Dataset records
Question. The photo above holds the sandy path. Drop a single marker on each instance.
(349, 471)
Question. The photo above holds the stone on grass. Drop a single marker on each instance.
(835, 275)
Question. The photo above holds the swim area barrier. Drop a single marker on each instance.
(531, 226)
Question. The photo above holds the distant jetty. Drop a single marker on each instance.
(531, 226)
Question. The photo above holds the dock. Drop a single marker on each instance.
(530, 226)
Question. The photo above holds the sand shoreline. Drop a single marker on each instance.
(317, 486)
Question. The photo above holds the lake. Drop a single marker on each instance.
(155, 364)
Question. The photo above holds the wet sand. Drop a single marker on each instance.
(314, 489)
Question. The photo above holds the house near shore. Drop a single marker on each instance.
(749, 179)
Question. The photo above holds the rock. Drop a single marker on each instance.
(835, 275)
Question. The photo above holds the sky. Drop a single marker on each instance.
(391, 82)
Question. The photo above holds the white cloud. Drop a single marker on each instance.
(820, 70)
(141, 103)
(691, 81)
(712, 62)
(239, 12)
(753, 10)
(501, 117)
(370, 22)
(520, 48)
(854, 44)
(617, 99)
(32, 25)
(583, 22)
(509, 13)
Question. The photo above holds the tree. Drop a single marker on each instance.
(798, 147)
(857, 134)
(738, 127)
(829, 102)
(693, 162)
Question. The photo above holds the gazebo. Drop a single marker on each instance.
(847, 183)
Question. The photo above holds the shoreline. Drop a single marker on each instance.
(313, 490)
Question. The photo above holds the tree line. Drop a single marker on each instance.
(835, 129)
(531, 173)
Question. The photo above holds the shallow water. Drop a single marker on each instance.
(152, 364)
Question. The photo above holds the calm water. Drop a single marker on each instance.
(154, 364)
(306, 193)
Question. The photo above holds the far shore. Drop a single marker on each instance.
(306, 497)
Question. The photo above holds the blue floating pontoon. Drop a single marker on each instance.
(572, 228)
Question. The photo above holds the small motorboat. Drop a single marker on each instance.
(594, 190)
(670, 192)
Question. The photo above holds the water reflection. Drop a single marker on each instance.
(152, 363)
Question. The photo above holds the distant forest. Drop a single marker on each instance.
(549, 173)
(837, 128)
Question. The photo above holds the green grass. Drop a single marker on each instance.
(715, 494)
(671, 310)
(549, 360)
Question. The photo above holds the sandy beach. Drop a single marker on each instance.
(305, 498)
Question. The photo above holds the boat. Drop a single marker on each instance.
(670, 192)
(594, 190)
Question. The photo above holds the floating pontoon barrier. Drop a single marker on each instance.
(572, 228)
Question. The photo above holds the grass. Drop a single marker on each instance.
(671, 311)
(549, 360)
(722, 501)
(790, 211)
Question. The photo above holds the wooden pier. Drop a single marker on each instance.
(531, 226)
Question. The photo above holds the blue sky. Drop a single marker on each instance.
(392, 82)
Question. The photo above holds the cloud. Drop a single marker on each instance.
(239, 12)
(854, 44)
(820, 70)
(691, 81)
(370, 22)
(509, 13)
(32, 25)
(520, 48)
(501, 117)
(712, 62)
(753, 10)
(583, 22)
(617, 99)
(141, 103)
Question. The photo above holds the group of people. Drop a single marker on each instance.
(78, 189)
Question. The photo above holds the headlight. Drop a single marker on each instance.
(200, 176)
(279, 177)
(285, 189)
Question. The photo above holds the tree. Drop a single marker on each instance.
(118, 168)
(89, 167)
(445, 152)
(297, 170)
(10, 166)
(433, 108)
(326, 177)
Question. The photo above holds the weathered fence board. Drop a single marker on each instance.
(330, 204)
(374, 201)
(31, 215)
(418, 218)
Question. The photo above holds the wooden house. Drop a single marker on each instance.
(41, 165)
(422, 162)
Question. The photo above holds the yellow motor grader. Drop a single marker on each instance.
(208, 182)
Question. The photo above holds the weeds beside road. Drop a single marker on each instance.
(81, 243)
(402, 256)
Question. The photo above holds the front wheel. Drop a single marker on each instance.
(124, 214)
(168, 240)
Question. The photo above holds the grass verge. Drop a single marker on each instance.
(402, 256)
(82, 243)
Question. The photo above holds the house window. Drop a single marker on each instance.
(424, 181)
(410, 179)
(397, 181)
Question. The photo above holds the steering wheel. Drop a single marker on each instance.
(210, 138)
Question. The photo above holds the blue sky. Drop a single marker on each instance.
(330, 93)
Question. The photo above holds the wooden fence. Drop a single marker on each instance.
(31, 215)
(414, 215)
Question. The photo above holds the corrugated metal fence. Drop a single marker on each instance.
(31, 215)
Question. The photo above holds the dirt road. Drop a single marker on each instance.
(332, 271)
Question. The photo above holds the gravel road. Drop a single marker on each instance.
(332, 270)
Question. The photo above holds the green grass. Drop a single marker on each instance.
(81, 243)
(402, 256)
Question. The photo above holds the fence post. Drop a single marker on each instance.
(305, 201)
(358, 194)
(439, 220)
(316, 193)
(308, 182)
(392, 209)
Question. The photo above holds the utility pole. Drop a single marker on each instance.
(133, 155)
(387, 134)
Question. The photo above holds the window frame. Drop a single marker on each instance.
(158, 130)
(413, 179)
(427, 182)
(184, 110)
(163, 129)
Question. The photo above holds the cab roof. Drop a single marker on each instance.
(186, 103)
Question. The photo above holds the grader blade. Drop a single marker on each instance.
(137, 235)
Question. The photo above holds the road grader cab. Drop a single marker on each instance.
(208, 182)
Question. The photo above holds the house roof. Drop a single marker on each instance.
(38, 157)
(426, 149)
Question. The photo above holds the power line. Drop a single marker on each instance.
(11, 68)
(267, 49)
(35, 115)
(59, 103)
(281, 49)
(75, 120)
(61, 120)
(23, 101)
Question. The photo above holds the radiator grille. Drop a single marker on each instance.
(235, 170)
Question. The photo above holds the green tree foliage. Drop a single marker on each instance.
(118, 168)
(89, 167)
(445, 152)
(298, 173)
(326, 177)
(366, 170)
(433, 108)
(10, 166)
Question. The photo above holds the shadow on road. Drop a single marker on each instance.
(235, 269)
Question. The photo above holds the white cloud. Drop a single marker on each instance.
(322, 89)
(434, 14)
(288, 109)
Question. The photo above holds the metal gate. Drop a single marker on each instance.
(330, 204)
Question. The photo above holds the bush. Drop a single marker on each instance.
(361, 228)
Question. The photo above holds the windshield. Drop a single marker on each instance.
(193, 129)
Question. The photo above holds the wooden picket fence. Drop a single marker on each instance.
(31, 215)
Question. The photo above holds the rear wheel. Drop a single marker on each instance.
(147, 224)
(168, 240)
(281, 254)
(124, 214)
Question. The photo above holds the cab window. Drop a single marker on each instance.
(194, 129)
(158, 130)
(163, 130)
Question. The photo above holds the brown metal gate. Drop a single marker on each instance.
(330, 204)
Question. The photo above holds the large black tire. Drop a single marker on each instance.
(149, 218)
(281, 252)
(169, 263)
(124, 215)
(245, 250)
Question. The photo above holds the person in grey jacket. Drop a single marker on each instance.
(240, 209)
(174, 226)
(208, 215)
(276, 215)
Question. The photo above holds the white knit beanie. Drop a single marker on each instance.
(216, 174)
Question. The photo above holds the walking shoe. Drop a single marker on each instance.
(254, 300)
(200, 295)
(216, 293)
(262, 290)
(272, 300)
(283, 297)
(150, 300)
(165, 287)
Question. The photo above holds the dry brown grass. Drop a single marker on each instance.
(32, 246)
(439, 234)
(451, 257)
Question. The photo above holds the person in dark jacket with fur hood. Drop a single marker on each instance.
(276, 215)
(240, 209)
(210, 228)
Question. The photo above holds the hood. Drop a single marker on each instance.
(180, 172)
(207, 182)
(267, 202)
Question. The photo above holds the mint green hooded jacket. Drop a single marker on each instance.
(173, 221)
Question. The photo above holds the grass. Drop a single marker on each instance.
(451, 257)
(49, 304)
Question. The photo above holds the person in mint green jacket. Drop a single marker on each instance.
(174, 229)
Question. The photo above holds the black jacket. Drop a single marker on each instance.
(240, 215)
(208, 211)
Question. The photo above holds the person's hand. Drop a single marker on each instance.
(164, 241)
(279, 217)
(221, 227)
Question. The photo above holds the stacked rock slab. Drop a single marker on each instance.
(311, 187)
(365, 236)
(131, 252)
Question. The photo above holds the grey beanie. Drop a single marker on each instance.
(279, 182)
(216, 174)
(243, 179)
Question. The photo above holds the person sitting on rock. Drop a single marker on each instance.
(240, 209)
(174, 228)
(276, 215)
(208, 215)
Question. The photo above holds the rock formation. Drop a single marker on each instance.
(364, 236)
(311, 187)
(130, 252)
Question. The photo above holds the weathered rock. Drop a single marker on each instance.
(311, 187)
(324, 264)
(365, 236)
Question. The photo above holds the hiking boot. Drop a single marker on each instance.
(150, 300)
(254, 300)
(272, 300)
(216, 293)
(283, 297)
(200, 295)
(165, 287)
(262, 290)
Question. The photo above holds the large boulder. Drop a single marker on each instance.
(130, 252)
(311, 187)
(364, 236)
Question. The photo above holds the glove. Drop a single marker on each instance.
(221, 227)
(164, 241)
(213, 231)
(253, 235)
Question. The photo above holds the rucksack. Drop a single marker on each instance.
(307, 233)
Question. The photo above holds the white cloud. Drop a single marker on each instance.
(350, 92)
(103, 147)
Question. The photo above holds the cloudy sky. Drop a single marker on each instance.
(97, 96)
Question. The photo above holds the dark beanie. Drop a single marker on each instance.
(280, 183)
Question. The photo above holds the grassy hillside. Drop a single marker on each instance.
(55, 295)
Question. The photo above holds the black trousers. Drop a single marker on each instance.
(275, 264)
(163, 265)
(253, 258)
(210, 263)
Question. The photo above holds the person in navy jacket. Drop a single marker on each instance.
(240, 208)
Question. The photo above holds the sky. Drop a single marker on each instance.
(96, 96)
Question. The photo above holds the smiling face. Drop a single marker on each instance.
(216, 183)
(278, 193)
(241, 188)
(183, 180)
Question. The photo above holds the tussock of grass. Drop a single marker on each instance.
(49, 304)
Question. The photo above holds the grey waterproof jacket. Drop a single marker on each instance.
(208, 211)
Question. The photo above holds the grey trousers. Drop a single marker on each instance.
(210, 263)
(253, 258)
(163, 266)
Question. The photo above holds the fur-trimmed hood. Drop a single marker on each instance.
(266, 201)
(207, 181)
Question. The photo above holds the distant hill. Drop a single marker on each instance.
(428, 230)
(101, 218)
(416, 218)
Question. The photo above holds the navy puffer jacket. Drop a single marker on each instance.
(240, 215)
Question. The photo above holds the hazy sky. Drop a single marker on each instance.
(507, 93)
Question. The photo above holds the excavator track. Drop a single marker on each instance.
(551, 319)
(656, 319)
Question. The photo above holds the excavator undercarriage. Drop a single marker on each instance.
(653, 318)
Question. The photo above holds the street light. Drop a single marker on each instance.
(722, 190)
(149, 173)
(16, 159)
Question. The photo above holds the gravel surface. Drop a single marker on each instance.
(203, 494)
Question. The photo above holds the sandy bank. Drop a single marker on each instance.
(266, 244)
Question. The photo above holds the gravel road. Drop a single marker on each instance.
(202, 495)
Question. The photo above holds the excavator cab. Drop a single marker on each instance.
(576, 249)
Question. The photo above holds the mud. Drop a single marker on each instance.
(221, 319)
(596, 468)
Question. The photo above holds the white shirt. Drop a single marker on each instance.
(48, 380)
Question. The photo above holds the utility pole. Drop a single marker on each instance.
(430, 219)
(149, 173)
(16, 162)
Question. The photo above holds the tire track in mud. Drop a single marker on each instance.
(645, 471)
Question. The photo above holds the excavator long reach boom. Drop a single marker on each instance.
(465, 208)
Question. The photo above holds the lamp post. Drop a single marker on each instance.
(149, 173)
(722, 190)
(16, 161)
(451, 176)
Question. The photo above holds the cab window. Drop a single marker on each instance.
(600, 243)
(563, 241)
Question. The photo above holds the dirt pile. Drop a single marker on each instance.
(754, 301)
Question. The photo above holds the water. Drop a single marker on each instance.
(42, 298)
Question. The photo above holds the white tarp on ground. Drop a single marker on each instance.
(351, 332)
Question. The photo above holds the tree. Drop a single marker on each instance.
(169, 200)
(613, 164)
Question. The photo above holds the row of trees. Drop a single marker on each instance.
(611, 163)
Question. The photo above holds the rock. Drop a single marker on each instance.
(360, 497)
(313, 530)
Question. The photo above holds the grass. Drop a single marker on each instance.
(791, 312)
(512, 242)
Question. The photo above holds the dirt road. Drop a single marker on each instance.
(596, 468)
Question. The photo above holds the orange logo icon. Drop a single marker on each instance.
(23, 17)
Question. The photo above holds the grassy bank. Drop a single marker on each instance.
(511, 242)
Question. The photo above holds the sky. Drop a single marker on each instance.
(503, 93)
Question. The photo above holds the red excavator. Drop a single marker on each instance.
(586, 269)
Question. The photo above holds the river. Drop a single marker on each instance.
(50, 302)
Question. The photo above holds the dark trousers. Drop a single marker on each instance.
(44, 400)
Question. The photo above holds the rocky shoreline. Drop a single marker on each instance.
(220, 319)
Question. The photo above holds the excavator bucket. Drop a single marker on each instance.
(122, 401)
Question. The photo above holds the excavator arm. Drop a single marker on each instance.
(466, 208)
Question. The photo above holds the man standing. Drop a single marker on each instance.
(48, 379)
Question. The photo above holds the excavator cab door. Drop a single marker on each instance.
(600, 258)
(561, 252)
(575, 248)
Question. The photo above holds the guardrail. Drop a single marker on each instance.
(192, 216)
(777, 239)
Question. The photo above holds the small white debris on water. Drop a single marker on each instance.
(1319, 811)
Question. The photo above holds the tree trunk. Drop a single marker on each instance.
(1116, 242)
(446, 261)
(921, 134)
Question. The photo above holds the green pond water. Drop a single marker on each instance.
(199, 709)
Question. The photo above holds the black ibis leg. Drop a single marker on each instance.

- WHAT IS BEING ASKED:
Find the line containing "Question. The photo above holds the excavator cab door.", then output it and every line after it to the end of the data, exactly.

- SOLUTION TO THE PROBLEM:
Question. The photo above holds the excavator cab door. Drop a single marker on each instance.
(600, 258)
(561, 252)
(575, 248)
Question. The photo above holds the guardrail. Drop a single marker on each instance.
(192, 216)
(777, 239)
Question. The photo above holds the small white debris on water. Drop a single marker on each instance.
(1319, 811)
Question. The photo above holds the tree trunk. Drop a single marker on each instance.
(1116, 242)
(446, 261)
(921, 134)
Question. The photo above holds the green pond water. Drop a single marker on each instance.
(199, 709)
Question. The photo above holds the black ibis leg. Drop a single marker on each instance.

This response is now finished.